→ Problems and tasks
- A) According to the Hypefury story, what did Yannick and Samy share publicly?
- B) Reproduce the part of the Hypefury story that opens with the words containing "The transparency attracted" and closes with "like a betrayal.".

→ Supplied passage
============================================================

Building in Public: The Competitor Betrayal That Backfired
The Story
Hypefury’s early growth strategy was radical transparency. Yannick and Samy shared everything publicly: monthly revenue, growth milestones, Baremetrics screenshots. When they hit 11K, $12K, they fought over who got to share the screenshots first.
The transparency attracted followers. But it also attracted competitors.
Someone on their own team helped a competitor build a copycat product. The psychological blow was tough. It felt like a betrayal.
But something unexpected happened: their growth accelerated. The competition actually created a bigger market. More people became interested in Twitter growth tools. Many of them chose Hypefury.
What seemed like a disaster became a blessing.

============================================================

→ Data shown
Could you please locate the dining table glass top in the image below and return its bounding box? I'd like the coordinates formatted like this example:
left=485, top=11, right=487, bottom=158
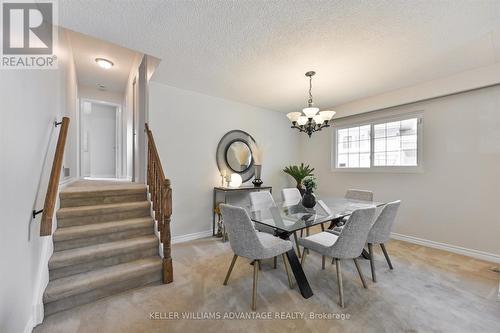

============================================================

→ Answers given
- A) Monthly revenue, growth milestones, and Baremetrics screenshots.

- B)
The transparency attracted followers. But it also attracted competitors.
Someone on their own team helped a competitor build a copycat product. The psychological blow was tough. It felt like a betrayal.